Written exercise - Copy out the records below word for word, omitting the pictures.

Material to process -
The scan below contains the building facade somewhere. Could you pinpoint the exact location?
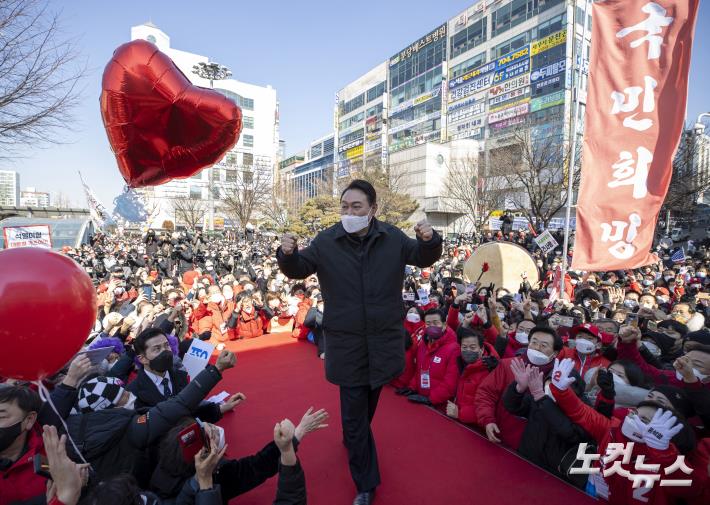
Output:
[131,23,282,228]
[334,0,591,231]
[0,170,20,207]
[20,187,51,207]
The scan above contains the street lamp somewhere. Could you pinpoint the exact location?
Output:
[192,61,232,231]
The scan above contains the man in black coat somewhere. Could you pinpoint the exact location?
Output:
[126,328,244,423]
[277,180,442,505]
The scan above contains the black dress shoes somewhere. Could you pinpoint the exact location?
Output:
[353,491,375,505]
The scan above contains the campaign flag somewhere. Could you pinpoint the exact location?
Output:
[79,172,113,228]
[572,0,699,271]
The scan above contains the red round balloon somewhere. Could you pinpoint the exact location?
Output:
[0,247,96,380]
[101,40,242,188]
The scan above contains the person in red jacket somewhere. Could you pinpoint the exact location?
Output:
[558,323,611,377]
[548,359,694,505]
[398,309,461,407]
[473,326,563,450]
[0,386,47,503]
[446,327,498,424]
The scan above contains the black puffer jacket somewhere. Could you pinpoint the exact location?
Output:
[276,219,442,387]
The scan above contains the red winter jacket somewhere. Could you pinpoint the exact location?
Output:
[473,358,527,450]
[0,423,47,503]
[390,326,424,389]
[616,341,710,389]
[455,342,498,424]
[550,385,692,505]
[557,346,611,377]
[409,328,461,405]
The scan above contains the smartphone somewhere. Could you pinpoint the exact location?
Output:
[32,454,52,480]
[178,423,209,463]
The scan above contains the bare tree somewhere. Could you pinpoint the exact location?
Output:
[487,130,580,227]
[348,164,419,228]
[0,0,85,158]
[444,155,506,230]
[172,196,207,230]
[221,164,273,229]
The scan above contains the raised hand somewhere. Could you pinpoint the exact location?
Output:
[414,219,434,242]
[281,233,298,256]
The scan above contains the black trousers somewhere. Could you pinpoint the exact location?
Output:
[340,386,382,493]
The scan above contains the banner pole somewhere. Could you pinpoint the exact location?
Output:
[560,0,593,297]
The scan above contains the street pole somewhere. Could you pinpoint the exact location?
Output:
[192,61,232,231]
[560,0,592,299]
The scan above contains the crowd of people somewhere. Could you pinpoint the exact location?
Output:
[0,224,710,505]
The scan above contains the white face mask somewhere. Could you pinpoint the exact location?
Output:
[641,340,661,356]
[574,338,597,354]
[621,415,643,442]
[123,393,136,410]
[340,208,370,233]
[515,331,529,345]
[526,347,552,366]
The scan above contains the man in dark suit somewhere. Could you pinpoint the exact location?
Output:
[126,328,246,423]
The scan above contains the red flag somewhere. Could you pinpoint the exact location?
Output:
[572,0,699,271]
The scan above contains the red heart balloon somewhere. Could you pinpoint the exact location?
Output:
[0,247,96,380]
[101,40,242,188]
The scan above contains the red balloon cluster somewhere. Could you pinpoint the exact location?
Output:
[101,40,242,188]
[0,247,96,380]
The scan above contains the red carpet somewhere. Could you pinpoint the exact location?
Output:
[216,335,594,505]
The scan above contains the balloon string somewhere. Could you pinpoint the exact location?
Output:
[33,380,93,464]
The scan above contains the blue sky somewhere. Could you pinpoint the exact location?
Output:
[6,0,710,206]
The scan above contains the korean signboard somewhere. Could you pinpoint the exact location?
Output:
[530,60,567,82]
[530,90,565,112]
[449,73,493,102]
[572,0,699,272]
[530,29,567,56]
[488,102,530,124]
[390,23,446,66]
[2,224,52,249]
[488,74,530,96]
[488,86,530,107]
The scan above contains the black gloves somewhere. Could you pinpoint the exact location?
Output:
[394,388,416,396]
[407,394,431,405]
[597,368,616,400]
[481,356,498,372]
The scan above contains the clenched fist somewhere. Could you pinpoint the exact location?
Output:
[414,219,434,242]
[281,233,298,256]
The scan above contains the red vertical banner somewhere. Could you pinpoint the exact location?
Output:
[572,0,699,271]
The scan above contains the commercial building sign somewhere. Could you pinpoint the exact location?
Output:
[535,75,562,91]
[488,74,530,96]
[530,90,565,112]
[390,86,441,116]
[488,86,530,107]
[530,60,567,82]
[338,139,364,153]
[449,61,496,89]
[390,23,446,66]
[448,101,486,124]
[530,28,567,56]
[488,102,530,124]
[493,58,530,84]
[449,73,493,102]
[496,44,530,68]
[389,110,441,135]
[345,144,365,160]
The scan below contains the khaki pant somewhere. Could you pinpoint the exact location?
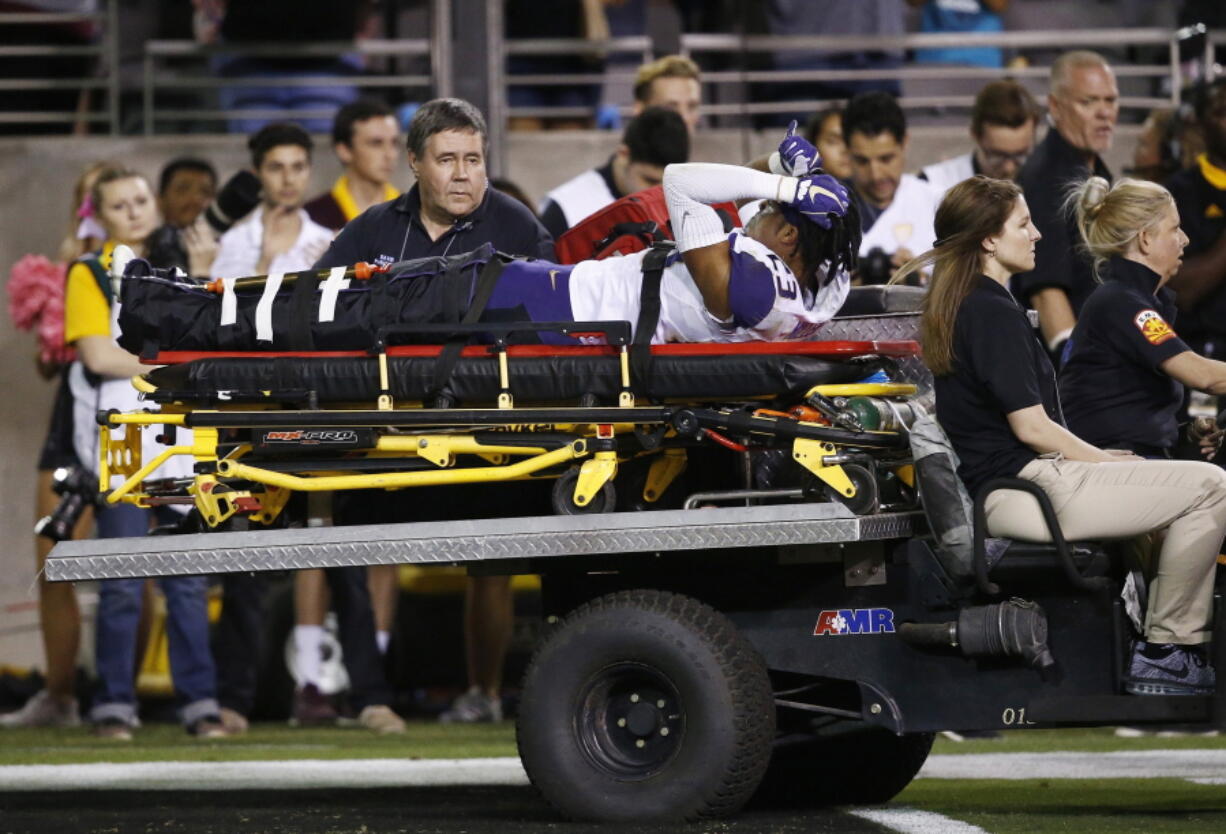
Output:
[984,456,1226,644]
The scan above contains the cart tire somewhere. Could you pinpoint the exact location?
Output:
[553,466,617,515]
[754,727,933,808]
[516,590,775,822]
[826,464,881,515]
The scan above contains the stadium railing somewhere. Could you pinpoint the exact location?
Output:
[0,0,120,135]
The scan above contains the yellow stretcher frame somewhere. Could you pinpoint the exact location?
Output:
[98,377,916,526]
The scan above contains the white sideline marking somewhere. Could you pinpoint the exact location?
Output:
[916,749,1226,779]
[0,758,528,791]
[846,808,987,834]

Finished exercise -
The scan below contains the building facade somewhere. Could you pinpoint the exact location?
Output:
[131,23,282,228]
[334,0,591,231]
[0,170,20,207]
[20,187,51,207]
The scan above contains the street lamp somewhere. Could you pinpoint the exact location?
Output:
[192,61,232,231]
The scan above contains the man in black coat somewhere. Could you pinpoint the exact location?
Output:
[126,328,244,423]
[277,180,442,505]
The scan above contains the black dress shoes somewhere. Could you pinpoint the exact location?
Output:
[353,491,375,505]
The scan above contains the campaign flag somewhere. Could you pinpoint the exact location?
Output:
[79,172,113,228]
[572,0,699,271]
The scan above contains the red round balloon somewhere. Could you pinpoint the exact location?
Output:
[0,247,96,380]
[101,40,242,188]
The scan above contains the person in red jacket somewhere. Could you pinpoint the exact location?
Output:
[558,323,611,377]
[548,359,694,505]
[398,309,461,407]
[473,326,563,450]
[0,386,47,503]
[446,327,498,424]
The scan above contains the black puffer jacket somewhere. Could you pinpoint the exact location?
Output:
[276,219,442,387]
The scan above contains the red winter jacket somewhere. Could you pinpoint the exact location?
Output:
[473,358,527,450]
[0,423,47,503]
[390,326,424,389]
[616,341,710,389]
[455,342,498,424]
[550,385,692,505]
[557,346,611,377]
[409,328,461,405]
The scan above contains the smartphone somewhere. Could you pinpoint the exact location?
Output:
[32,454,52,480]
[178,423,209,463]
The scan above contains the bare tree somewhere. Could you pinpoint the exact location?
Output:
[487,130,580,227]
[348,164,419,228]
[0,0,85,158]
[444,155,506,230]
[172,196,207,230]
[221,164,273,229]
The scan above contains the raised hand somewhere. Could you pinpoint the exact location?
Output:
[414,219,434,242]
[281,233,298,256]
The scan above contains the black trousers somewhere. Could you pinpoint the exact location?
Output:
[340,386,382,493]
The scan above contains the banner pole somewhere. Could you pinpoint the exact location?
Output:
[560,0,593,297]
The scan above contains the street pole somewhere. Could you pinpoint the exact location?
Output:
[192,61,232,231]
[560,0,592,299]
The scan above contains the crowd of people somewhere. Could you pinpoint the exact location?
Output:
[0,224,710,505]
The scan above contains the white face mask somewhere. Could you pinpoint the exact location?
Output:
[641,340,661,356]
[574,338,597,354]
[621,415,643,442]
[123,393,136,410]
[340,208,370,233]
[515,331,529,345]
[526,347,552,366]
The scan above contains the man in dark suit somewhere. Could you pinpoint the exact location?
Output:
[126,328,246,423]
The scan above contains the red flag somewhere. Could you pinpoint the exact location?
Output:
[572,0,699,271]
The scan above contains the red heart balloon somewhere. Could you pinpoint the exact location?
Output:
[0,247,96,380]
[101,40,242,188]
The scan above contains the red balloon cluster somewhere. Could you pinpoint the exact location?
Output:
[101,40,242,188]
[0,247,96,380]
The scan above contains the red carpet somewhere. Could you pinpoint the exact location?
Output:
[216,335,594,505]
The scan above contains the balloon string somewhere. Could you pinpoint the exact location?
Output:
[33,380,93,464]
The scan above contains the blue sky somewhere. Could you pinpoint the exact location?
Output:
[6,0,710,206]
The scan above contains the korean signboard somewhere. Could you pinpoint the exact location?
Output:
[530,60,567,82]
[530,90,565,112]
[449,73,493,102]
[572,0,699,272]
[530,29,567,56]
[488,102,530,124]
[390,23,446,66]
[2,224,52,249]
[488,74,530,96]
[488,86,530,107]
The scan above contains the black gloves somewhere. Could you pinpoint the exact location?
Output:
[394,388,416,396]
[407,394,431,405]
[597,368,616,400]
[481,356,498,372]
The scan above contains the clenched fist somewhere. Could you pinpoint the exact location?
Output:
[414,219,434,242]
[281,233,298,256]
The scan above contains the red vertical banner somewhere. Could you pinpoint the exact location?
Output:
[572,0,699,271]
The scan above contains the commercial building sign somewhere. Could you pinpoint the exact location?
Output:
[535,75,562,91]
[488,74,530,96]
[530,90,565,112]
[390,86,441,116]
[488,86,530,107]
[530,60,567,82]
[338,139,364,153]
[449,61,496,89]
[390,23,446,66]
[448,101,486,124]
[530,28,567,56]
[488,102,530,124]
[493,58,530,84]
[449,73,493,102]
[496,44,530,68]
[389,110,441,135]
[345,144,365,160]
The scan below contains the khaki pant somewhere. Could you pinpoint the exact location?
Output:
[984,456,1226,644]
The scan above contains the cart tire somewhere. Could you pinpoint the exact location?
Output:
[553,466,617,515]
[754,727,933,808]
[516,590,775,822]
[826,464,881,515]
The scan above contains the stadium railing somewhere. Could you pinpoint the exact location?
Output:
[0,0,120,135]
The scan above contains the yellow stretcher frame somewhere. Could you pinpoint the exact location?
Output:
[98,377,916,526]
The scan above contains the white sideline marking somewhere. Could you pinpoint the exact location?
Output:
[916,749,1226,779]
[0,758,528,791]
[846,808,987,834]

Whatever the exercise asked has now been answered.